▸ TASK DETAILS:
Copy exactly the run of lines that begins at the line with "Find the tall" and ends at the final line of the entries.

((

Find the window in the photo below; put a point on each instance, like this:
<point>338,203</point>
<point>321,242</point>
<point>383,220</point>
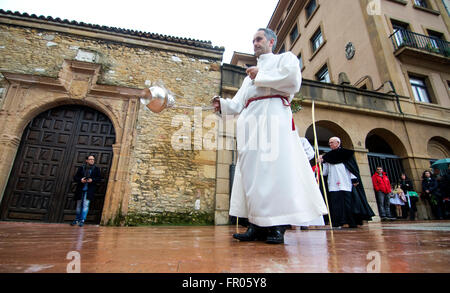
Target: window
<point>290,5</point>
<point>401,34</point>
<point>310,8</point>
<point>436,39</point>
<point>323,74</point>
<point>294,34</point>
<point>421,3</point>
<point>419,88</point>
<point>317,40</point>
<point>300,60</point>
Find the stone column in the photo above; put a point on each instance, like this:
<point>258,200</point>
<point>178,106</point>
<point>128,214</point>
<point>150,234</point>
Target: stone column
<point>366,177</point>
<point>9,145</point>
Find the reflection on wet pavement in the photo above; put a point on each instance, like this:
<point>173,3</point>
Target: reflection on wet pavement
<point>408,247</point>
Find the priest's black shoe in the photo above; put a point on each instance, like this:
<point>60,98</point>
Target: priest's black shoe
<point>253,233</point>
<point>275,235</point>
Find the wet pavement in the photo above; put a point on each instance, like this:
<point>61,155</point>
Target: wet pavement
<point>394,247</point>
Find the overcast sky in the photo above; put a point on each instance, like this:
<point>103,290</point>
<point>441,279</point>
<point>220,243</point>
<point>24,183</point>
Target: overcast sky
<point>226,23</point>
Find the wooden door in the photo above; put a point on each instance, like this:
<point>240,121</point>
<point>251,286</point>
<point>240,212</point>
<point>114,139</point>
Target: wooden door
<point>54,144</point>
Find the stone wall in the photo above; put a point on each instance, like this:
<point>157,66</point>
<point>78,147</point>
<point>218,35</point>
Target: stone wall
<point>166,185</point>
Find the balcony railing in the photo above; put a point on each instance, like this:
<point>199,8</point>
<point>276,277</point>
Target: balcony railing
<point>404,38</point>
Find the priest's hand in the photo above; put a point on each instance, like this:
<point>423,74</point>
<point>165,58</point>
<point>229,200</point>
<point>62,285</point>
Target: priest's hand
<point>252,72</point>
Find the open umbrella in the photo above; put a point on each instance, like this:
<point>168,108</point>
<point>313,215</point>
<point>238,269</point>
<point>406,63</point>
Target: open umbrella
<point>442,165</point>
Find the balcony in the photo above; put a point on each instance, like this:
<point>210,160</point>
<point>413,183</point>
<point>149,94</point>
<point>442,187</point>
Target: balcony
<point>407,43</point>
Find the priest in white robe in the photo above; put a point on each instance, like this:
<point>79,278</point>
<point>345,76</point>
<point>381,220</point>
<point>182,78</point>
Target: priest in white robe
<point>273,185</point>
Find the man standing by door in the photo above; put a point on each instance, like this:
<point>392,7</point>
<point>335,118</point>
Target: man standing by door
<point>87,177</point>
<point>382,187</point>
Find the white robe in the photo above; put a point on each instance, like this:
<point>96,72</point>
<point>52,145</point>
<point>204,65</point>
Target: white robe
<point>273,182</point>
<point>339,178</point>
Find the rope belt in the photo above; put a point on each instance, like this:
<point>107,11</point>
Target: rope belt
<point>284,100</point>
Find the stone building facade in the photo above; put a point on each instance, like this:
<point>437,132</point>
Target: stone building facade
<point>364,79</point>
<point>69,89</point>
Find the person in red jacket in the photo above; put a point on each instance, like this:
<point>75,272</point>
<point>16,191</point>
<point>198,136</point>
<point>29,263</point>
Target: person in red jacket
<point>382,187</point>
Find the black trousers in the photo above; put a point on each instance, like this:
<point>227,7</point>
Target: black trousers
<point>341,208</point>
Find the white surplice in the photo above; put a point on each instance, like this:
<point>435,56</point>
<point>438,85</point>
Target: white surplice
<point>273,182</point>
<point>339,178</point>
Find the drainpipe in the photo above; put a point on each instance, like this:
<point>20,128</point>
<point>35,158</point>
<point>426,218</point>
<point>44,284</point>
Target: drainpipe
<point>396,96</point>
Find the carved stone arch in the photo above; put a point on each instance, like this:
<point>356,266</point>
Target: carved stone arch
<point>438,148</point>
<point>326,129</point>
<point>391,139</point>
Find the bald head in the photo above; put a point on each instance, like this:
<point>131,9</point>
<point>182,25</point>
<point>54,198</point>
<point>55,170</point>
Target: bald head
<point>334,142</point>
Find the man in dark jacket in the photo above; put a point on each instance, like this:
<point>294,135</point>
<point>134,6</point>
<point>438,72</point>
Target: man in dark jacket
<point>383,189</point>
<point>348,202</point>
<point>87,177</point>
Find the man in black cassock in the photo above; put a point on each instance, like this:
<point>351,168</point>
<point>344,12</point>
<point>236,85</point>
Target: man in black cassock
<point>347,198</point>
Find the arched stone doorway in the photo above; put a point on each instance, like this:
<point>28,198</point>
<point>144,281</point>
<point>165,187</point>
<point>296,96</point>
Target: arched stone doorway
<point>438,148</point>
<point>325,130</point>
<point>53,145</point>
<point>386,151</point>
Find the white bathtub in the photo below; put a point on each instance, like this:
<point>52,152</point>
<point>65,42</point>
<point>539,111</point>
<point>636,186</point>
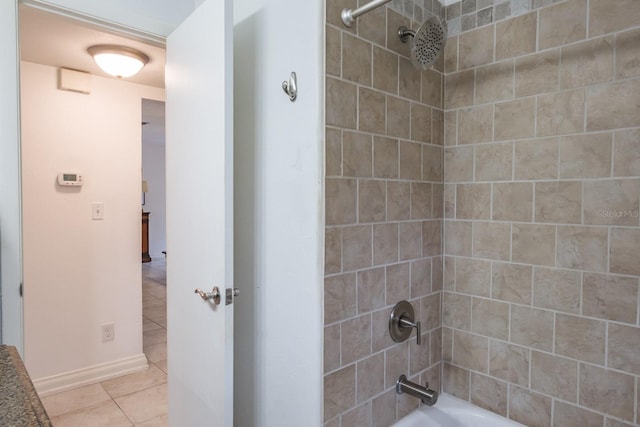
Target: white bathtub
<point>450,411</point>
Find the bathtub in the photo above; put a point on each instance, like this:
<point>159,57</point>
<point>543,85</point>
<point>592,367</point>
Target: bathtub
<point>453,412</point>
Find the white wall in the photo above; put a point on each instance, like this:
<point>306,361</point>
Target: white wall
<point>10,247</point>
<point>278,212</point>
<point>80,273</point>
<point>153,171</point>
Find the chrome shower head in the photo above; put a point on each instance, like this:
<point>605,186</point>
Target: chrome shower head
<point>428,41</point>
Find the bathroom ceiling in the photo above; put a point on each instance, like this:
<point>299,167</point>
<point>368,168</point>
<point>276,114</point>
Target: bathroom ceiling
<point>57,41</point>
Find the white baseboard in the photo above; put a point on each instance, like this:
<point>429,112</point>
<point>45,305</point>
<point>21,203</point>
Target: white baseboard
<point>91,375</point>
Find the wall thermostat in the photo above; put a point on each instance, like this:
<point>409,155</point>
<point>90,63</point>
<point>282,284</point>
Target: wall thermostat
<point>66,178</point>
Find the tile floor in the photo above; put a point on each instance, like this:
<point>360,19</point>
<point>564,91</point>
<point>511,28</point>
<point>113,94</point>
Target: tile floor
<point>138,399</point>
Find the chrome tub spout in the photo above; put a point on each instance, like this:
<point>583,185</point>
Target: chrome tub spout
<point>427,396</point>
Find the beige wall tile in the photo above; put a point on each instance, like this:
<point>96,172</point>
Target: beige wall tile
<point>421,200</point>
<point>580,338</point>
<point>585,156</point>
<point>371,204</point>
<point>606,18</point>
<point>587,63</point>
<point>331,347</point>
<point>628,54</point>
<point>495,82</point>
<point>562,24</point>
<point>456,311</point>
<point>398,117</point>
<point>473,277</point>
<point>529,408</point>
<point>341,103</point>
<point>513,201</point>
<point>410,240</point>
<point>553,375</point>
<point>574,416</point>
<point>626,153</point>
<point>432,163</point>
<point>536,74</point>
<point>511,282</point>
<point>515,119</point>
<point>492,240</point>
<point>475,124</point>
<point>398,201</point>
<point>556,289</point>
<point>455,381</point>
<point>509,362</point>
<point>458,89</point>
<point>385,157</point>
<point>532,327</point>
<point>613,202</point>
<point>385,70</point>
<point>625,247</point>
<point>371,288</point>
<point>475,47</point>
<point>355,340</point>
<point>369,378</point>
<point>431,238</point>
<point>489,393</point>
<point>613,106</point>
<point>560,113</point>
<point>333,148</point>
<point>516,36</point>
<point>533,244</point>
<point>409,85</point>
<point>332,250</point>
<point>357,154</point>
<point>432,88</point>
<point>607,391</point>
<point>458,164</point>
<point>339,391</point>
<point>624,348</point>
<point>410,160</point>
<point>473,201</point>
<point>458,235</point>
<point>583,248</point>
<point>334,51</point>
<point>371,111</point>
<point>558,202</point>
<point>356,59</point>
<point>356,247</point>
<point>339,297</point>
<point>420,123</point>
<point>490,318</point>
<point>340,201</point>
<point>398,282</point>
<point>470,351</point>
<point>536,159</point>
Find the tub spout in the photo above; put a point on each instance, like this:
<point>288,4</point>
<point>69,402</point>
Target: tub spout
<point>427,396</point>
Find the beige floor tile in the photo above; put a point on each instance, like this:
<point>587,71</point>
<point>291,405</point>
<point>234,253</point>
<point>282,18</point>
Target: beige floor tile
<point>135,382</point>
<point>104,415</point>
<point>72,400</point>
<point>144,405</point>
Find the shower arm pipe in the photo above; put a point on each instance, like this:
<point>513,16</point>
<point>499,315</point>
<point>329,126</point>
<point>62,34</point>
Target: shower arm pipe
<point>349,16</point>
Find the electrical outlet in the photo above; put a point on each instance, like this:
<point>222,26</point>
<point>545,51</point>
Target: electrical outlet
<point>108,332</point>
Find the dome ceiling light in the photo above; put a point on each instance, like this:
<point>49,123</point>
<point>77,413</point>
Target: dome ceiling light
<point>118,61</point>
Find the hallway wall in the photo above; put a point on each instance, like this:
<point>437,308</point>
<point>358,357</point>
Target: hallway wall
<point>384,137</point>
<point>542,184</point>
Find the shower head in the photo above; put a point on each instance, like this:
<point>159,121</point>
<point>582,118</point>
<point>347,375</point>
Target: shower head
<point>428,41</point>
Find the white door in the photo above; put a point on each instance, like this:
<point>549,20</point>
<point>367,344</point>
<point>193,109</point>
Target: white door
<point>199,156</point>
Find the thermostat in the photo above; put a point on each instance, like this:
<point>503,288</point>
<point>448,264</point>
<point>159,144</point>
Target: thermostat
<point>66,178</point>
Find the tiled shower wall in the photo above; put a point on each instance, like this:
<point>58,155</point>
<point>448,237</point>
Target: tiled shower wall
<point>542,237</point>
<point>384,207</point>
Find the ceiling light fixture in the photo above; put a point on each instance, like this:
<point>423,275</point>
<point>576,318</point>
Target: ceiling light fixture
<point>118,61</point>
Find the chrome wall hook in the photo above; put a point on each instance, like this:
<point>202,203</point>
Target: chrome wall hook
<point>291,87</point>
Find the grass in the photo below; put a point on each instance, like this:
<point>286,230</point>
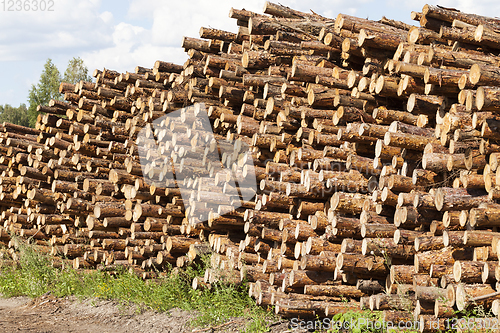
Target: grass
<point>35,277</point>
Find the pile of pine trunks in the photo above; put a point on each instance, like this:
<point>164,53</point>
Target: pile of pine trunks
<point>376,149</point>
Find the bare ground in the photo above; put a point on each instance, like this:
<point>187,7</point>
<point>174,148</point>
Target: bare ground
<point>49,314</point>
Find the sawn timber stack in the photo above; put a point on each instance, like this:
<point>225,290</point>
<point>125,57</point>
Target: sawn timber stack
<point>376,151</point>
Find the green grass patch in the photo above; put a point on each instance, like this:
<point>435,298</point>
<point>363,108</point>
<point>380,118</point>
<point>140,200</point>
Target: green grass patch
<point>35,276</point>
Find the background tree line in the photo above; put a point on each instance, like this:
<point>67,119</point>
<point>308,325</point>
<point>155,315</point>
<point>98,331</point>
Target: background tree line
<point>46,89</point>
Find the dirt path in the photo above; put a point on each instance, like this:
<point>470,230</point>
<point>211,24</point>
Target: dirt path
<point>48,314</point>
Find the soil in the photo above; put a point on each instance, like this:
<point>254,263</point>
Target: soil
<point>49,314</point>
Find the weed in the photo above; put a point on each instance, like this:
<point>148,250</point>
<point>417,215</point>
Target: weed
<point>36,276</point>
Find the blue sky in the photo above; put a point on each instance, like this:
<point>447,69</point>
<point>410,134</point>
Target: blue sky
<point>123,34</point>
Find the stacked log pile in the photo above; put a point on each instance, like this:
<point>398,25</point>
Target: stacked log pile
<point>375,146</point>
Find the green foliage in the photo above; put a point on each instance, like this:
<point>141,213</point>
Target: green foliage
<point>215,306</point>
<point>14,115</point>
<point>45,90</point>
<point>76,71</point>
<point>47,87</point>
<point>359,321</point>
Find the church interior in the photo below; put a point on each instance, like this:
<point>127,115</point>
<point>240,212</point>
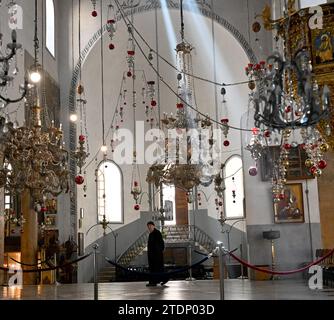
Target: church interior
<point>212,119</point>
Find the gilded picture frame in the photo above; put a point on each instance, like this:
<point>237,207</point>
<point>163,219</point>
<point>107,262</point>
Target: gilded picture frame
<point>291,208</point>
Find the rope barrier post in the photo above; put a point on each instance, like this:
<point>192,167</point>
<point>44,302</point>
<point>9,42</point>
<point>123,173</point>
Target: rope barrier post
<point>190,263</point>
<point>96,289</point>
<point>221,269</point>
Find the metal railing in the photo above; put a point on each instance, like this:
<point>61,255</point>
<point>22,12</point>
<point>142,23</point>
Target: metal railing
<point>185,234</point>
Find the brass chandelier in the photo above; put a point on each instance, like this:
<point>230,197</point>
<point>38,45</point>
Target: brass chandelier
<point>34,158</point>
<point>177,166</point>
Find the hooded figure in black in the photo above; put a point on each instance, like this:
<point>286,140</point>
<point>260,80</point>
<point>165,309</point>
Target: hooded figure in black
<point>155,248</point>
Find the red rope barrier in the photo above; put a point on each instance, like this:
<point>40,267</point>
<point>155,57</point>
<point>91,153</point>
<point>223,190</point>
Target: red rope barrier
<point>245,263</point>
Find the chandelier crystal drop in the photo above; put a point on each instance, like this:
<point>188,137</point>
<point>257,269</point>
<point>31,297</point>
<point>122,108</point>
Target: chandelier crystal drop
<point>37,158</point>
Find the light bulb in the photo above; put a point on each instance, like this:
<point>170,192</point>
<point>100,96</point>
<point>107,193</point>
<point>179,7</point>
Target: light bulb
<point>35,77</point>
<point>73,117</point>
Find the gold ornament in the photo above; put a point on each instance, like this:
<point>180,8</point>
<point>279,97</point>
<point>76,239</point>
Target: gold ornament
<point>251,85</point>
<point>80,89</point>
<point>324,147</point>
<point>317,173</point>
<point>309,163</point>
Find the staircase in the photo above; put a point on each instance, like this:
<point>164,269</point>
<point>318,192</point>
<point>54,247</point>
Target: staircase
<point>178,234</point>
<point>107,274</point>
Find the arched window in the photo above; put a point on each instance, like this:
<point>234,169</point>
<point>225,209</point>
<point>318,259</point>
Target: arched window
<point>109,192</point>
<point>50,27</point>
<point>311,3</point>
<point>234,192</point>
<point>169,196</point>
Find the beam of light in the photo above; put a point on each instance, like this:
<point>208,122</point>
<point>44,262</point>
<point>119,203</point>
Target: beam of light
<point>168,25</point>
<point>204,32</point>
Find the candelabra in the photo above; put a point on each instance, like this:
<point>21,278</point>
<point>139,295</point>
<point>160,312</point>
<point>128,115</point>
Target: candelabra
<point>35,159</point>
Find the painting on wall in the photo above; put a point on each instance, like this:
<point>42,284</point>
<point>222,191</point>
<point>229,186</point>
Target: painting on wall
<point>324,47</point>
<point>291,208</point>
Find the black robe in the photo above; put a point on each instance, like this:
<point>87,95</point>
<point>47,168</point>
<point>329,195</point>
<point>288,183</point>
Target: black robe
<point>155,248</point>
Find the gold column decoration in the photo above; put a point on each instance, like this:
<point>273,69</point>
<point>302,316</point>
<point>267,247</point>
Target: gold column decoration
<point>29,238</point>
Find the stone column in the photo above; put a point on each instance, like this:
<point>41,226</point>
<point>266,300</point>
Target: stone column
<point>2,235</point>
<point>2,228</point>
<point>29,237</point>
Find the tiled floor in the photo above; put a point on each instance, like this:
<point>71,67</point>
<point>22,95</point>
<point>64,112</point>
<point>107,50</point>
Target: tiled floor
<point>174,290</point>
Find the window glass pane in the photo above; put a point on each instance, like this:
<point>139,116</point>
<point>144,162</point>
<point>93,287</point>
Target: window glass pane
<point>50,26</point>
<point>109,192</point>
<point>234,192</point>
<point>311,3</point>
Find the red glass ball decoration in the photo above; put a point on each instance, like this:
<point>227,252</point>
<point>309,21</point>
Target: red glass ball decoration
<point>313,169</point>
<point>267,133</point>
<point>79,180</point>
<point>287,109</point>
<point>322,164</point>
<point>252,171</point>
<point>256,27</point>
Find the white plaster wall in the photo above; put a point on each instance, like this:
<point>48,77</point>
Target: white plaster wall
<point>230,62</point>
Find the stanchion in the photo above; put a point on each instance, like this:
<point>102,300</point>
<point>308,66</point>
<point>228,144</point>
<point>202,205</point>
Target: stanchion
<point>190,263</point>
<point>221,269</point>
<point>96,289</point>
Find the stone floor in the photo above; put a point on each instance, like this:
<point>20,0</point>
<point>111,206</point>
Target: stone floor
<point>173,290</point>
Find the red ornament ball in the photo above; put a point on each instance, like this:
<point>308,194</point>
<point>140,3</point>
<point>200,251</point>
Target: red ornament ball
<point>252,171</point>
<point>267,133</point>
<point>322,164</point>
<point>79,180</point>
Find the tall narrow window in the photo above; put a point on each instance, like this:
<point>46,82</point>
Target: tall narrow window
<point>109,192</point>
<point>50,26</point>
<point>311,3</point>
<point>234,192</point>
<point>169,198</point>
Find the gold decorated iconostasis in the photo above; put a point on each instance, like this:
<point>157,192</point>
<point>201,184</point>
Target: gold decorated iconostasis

))

▸ WRITTEN RESPONSE:
Find the tall narrow window in the photo above; put a point on each instance, like this:
<point>46,82</point>
Target: tall narrow window
<point>109,192</point>
<point>50,26</point>
<point>311,3</point>
<point>234,192</point>
<point>169,198</point>
Find the gold decorated iconostasis in the photo above; put a point on each instance, like this:
<point>157,192</point>
<point>201,184</point>
Target: gold decorated iconostasis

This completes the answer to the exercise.